### SUPPLIED TEXT
The fundamental irrationality of our current legislation also becomes transparent if we do a simple extrapolation for the future development. We have documented above that the analog media are being continuously substituted by digital media. Within digital media usage, we have observed the extreme dominance of the platforms, whereas the digital offers of editorial media achieve hardly any visibility. The obvious question is: What will be the situation in the future—for instance, in a scenario where we will mainly have platforms and hardly any remaining editorial media or publishers? Will the framework that has guided German media regulation for decades not be relevant anymore? Will we suspend the constitutional requirement to warrant free media for our democracy?
In Germany, the new set of regulations by the EU (DMA/DSA) has now created even counter-productive side effects. As delineated above, the responsibility for media content is attributed clearly to the federal states in Germany and governed by the Interstate Media Agreement (MStV). This is particularly the case for media concentration law. Moreover, it would be easy to translate the provisions governing media monopolization in this legislation (MStV) into the digital sphere, including the 30% market share cap for media genres relevant for the shaping of political opinions. However, recent upgrades of this legislation have focused on analog media—potentially based on the misconception that the EU is responsible. Thus, a renewal of these open legislative tasks has been postponed for more than 12 years.
Accordingly, we see a substantial threat to free and independent media that is not being tackled by serious countermeasures. In the past, independence of the media meant that the media should not be controlled by anybody—not by the state, but also not by other groups or agents, such as religious associations or powerful corporations. In a situation where entire media categories relevant to the shaping of political opinions are owned and controlled by big tech corporations, this independence is destroyed. Under the conditions of monopolies, we have also lost pluralism of providers. Moreover, due to the high interdependence between the tech companies and Western governments in fields such as the hosting and storing of government data as well as cybersecurity, the principle of the independence of the media from the state will be abolished. Finally, we will lose journalism on a broad scale.
Due to the fact that the tech platforms have “succeeded” in being regulated not as media, but as “service providers” or “intermediaries”, they will have managed in just a few years from now to nullify the full set of principles that have guided the regulation of the media as the foundation of our Western democracies for decades. The principles of classic media law will no longer apply.
4. Digital Media Monopolies—Possible Solutions
As we have seen, it is hardly possible to break up existing monopolies or dominant market positions on the basis of existing legislation in Germany or the EU. However, it should at least be possible to regulate these monopolies more consistently and effectively and limit their impact. Some of the measures required for this could probably already be derived from existing European Union competition law, namely the general ban on the abuse of dominant market positions and/or, since May 2023, the Digital Markets Act; others would require even more legislative courage than has been shown so far. How the overall package of effective regulation of digital media monopolies of platforms should be designed can be quickly outlined as follows as a blueprint for future legislation:
Freedom for outlinks: it should be easy to enforce a free design of outlinks for content creators. Platforms should be forced to allow outlinks at every level of the content, i.e., at the level of the headlines, the image or video and the text. Furthermore, within apps, it should be ensured that when an outlink is called up by users, the in-app browser is left and the selected offer is used outside the platform. Every click on content must be respected as a decision by the user to leave the platform. The common practice of platforms to disadvantage posts with outlinks algorithmically (“dimming”) should be severely punished. Every structural barrier for outlinks, no matter how small, and also the pure disadvantage or dimming of posts with outlinks should be prohibited. Any such self-preferential treatment of platforms should be consistently prosecuted and severely punished as abuse of a dominant market position and/or violation of the prohibition of self-preferential treatment under Article 5, 5 of the Digital Markets Act. The principle to be enforced must be: if you want to be an open platform that is maintained by the work of users, you must enable those same users to attract traffic to their own offerings via relevant content without discrimination. If it turns out that the current legal situation still does not allow for this even after the Digital Markets Act has been passed, then the legislator is called upon to close this gap in digital competition law.

### DATA ENTRIES
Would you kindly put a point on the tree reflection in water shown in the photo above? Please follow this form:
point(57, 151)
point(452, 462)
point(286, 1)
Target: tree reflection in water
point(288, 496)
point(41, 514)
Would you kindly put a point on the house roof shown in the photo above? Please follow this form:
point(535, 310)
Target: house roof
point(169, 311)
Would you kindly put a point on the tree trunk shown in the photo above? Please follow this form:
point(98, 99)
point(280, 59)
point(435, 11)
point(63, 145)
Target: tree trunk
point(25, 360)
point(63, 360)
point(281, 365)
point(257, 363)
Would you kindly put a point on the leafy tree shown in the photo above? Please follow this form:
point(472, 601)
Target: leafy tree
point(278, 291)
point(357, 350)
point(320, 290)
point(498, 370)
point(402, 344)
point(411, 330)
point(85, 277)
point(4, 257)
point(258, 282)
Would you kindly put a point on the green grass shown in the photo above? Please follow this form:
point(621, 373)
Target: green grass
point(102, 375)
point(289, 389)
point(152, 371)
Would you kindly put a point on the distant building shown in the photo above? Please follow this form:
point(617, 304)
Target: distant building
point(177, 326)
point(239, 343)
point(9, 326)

--

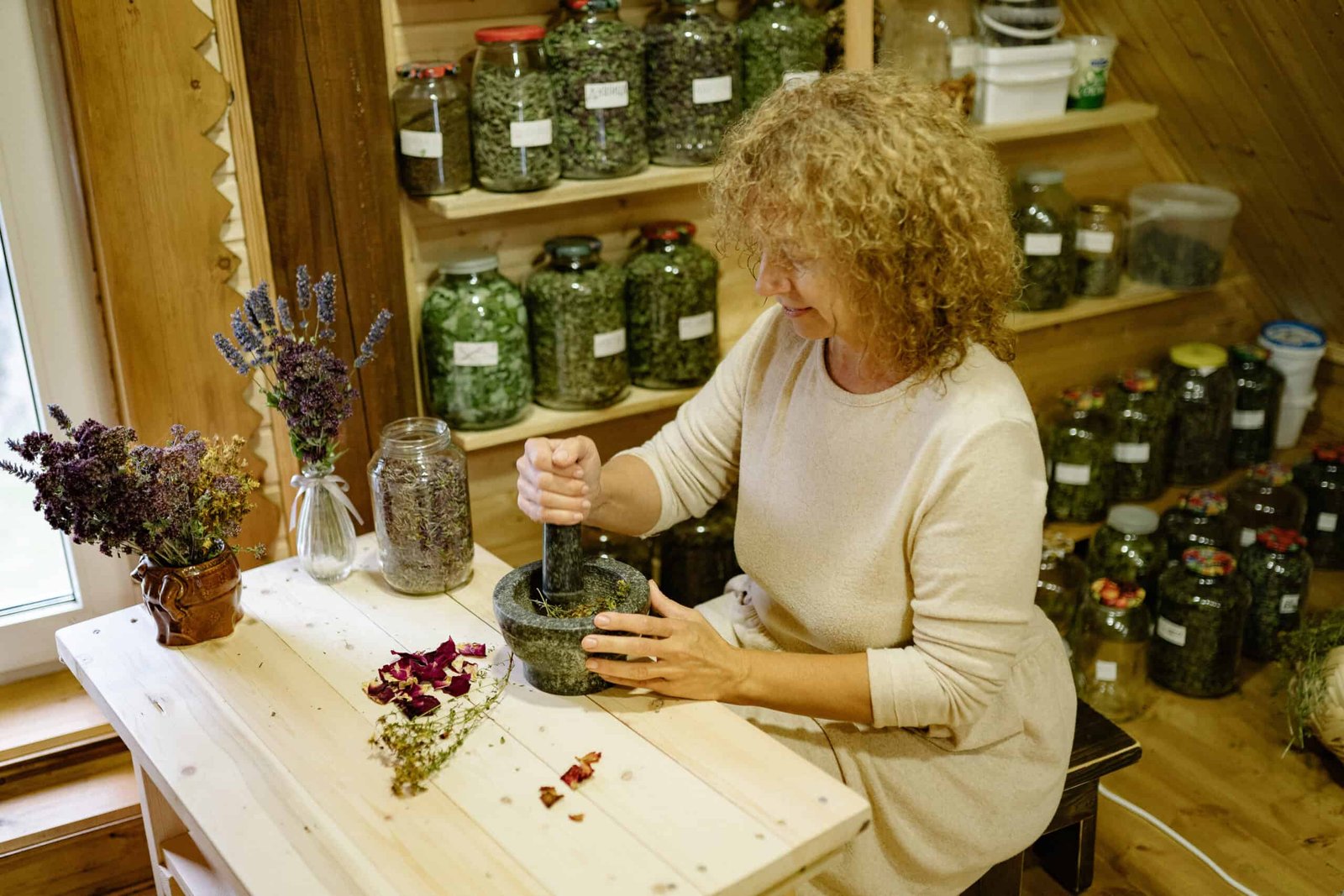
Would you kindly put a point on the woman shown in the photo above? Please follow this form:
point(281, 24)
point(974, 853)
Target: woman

### THE REQUEST
Proceed with the text on regulating digital media monopolies, continuing from its final sentence.

### ANSWER TO THE TASK
A reliable method for creating monopolies is the establishment of closed standards, which bind users to a particular manufacturer or service provider and massively restrict people’s freedom to change. Conversely, open standards offer a simple and proven method of quickly creating competition and diversity. By establishing open standards, we can safeguard that no player has an insurmountable advantage in the market. Very large platforms should be forced to offer all content exclusively via open standards so that it can be used regardless of the provider. This would mean that users could share all content such as videos, images and texts seamlessly and at will from one platform to another. These open standards would also have to enable followers to be “taken along” across platforms after consent by easy and seamless mechanics. The Digital Markets Act only provides for partial interoperability obligations, even for digital gatekeepers. There is no general interoperability obligation for all gatekeepers, which would also cover “one-to-many communication” on social media platforms, for example.
Separation of channel and content: digital platforms with a dominant market position would have to be separated into two levels at company level, which would then separately monetize the distribution channel on the one hand and the content on the other. To illustrate this with an example, there would then be a company for YouTube platform services and a company for YouTube content services. The video platform itself would have to be designed to be interoperable. From this perspective, YouTube platform services would be transformed into an operator that enables various providers (beyond YouTube) to operate channels independently and in competition with YouTube content services and to monetize them through advertising. We could even allow independent agencies or big content providers to host content independently on such a platform. In other digital categories such as search engines, we can apply proven successful models of syndication, enabling competitors to enter the market with a realistic chance to succeed.
Media content—enabling diversity and competition: no competitor should have more than 30% of the usage share in digital categories relevant to democracy, such as search, free video on demand or social media.
Independent control of concentration: similar to the control mechanisms described above for analog media and broadcasting, an independent authority should periodically (i.e., annually) determine the degree of concentration of the various digital media markets and publish it. These analyses would have to be carried out on the basis of scientific measurements of real usage and be based on aggregated usage time (the analysis of net reach is not sufficient here as an indicator, as outlined above).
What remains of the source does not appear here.